51. Ulusal Nöroloji Kongresi’ne Katıldık…


TND tarafından bu yıl 51’incisi düzenlenen “Ulusal Nöroloji Kongresi”, yurt içinden ve dışından bin 500 sağlık çalışanının katılımıyla Maritim Pine Beach Otel’inde gerçekleştirildi.

27 Kasım-3 Aralık 2015 tarihleri arasında yapılan kongreye Başkanımız Prof.Dr.Coşkun Özdemir, Yönetim Danışmanımız Yakup Sayın ve Kasder Denetleme Kurulu Üyemiz Gül Devrim Günay katılmışlardır.

Bu yıl ki kongrenin ana temasının nöroloji pratiği içinde nadir görülen ancak büyük çoğunluğu genetik olmakla, son yıllarda tedavi seçeneklerinin de giderek arttığı, “nöromüsküler hastalıklar” (kas ve sinir ucu hastalıkları) olarak belirlenmiştir..Bu nokta da hayatını nöromüsküler hastalıklar içinde yer alan kas hastalıklarına adamış olan değerli başkanımız Prof.Dr.Coşkun Özdemir davet edilmiştir..Kongre de Prof.Dr.Özdemir’in konuşmasının ardından yönetmenliğini Gülsün Sarıoğlu’un üstlendiği KASDER’in belgesel filmi olan ”Düşümdeki Uçurtma” (Kite in My Dream) ya yer verilmiştir.

> Görev amacı
Alıntının "TND tarafından bu" sözleriyle başlayıp "Beach Otel’inde gerçekleştirildi." sözleriyle biten kısmını hiç değiştirmeden yeniden yazar mısın? Bu iş için öğelere ihtiyaç yoktur.

> Sağlanan öğeler
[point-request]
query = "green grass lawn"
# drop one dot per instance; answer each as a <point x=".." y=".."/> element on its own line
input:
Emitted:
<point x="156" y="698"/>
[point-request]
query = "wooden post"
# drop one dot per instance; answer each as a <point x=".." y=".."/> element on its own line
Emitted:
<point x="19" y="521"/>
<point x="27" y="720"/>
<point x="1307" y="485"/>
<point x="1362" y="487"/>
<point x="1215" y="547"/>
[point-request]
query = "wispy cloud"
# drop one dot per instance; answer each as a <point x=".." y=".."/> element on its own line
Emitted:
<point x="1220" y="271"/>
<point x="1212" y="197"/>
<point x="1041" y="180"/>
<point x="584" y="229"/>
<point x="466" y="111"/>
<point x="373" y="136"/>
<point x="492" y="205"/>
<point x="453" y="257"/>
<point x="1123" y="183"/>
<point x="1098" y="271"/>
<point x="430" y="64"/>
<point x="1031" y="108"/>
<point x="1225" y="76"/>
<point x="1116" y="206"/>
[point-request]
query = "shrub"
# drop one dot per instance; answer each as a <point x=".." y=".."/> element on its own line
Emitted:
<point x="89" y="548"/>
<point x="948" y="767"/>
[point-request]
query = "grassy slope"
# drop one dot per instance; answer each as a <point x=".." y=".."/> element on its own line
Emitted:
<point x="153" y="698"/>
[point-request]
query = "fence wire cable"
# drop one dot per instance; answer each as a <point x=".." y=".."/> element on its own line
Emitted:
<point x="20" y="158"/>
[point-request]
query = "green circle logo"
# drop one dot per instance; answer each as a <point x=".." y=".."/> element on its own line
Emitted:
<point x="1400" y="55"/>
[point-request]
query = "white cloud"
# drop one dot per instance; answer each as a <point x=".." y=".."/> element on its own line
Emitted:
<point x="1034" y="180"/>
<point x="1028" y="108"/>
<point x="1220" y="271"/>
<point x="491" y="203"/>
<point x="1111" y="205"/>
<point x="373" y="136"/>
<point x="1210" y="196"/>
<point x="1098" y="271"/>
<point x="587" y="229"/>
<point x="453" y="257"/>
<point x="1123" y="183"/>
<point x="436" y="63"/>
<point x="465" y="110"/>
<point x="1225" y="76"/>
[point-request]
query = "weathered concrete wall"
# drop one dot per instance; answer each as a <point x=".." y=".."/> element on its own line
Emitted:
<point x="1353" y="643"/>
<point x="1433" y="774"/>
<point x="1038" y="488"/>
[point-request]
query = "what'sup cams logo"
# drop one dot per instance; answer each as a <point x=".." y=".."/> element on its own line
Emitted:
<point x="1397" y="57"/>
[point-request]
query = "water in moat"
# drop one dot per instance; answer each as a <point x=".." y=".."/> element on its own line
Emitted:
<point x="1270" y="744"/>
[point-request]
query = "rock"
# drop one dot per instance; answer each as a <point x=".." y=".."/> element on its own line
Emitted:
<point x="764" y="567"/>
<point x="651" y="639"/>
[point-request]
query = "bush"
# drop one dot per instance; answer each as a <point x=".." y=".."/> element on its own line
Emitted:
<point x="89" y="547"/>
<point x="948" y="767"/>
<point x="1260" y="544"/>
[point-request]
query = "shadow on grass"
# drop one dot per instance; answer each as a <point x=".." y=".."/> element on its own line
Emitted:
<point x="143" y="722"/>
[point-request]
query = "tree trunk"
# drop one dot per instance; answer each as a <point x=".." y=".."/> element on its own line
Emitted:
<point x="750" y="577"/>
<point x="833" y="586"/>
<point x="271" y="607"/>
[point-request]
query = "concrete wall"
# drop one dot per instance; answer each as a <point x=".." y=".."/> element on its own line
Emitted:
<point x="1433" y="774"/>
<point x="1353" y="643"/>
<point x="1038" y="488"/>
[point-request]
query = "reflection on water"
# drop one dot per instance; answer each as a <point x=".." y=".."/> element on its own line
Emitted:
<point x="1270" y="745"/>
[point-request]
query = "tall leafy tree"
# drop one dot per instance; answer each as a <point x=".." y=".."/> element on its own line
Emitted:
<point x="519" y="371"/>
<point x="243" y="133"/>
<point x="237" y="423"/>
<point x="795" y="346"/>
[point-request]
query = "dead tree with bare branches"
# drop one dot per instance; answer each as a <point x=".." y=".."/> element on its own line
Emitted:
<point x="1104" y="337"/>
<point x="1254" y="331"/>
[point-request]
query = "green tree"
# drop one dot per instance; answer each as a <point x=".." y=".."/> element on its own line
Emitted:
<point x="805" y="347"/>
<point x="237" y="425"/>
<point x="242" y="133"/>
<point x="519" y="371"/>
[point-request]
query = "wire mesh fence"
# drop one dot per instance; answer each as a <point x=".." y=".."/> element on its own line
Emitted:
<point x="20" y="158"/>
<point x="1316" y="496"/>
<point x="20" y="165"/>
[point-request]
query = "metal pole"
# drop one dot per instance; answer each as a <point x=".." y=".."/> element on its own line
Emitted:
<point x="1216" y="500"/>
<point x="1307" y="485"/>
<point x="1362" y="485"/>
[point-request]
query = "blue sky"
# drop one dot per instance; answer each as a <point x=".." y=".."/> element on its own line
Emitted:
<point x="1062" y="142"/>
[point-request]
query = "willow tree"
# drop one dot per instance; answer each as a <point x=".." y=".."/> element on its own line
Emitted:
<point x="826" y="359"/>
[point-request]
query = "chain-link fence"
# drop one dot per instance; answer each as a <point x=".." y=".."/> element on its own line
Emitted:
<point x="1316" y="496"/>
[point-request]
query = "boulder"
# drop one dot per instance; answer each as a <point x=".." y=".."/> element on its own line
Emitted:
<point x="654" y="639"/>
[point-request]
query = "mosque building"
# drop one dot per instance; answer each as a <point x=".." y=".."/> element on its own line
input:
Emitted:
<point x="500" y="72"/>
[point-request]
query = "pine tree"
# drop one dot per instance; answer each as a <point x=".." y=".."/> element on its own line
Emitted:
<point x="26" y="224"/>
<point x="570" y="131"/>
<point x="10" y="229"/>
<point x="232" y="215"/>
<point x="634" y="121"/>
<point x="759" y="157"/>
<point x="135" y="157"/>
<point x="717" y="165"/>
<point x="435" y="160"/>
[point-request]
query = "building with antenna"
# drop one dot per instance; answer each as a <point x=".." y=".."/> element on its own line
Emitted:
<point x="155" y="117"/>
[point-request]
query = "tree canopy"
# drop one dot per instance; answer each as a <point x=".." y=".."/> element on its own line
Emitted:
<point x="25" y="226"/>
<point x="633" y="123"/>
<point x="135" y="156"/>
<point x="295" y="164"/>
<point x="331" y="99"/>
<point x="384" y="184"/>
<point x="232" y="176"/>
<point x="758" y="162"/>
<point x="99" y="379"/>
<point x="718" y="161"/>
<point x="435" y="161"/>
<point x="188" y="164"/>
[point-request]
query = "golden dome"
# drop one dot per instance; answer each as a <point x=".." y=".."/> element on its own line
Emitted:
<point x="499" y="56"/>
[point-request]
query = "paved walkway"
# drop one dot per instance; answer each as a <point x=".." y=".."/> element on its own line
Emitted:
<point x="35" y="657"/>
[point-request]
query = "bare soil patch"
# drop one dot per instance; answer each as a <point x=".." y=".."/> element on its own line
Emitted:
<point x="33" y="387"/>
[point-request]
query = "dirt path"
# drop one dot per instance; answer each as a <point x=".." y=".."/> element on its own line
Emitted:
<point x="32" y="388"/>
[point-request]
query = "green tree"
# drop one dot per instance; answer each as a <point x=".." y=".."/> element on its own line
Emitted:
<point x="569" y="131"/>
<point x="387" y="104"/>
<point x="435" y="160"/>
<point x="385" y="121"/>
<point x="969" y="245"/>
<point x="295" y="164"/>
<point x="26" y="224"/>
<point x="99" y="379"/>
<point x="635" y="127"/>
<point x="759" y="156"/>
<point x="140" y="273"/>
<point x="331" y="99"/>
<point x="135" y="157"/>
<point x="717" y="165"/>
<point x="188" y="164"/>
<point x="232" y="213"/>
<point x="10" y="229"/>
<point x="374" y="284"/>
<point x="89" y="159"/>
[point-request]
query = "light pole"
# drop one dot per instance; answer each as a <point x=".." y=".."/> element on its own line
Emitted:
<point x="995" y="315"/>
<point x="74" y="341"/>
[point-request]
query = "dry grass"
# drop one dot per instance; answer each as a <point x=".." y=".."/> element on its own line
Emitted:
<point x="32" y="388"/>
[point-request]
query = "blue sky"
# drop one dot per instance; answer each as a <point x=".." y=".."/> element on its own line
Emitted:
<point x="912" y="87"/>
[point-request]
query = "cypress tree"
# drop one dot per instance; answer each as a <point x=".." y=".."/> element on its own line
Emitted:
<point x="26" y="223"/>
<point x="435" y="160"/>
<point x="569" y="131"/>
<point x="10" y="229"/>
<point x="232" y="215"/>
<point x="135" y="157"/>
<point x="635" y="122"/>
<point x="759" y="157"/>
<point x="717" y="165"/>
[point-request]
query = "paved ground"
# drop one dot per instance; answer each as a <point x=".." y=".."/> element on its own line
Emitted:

> Çıktı
TND tarafından bu yıl 51’incisi düzenlenen “Ulusal Nöroloji Kongresi”, yurt içinden ve dışından bin 500 sağlık çalışanının katılımıyla Maritim Pine Beach Otel’inde gerçekleştirildi.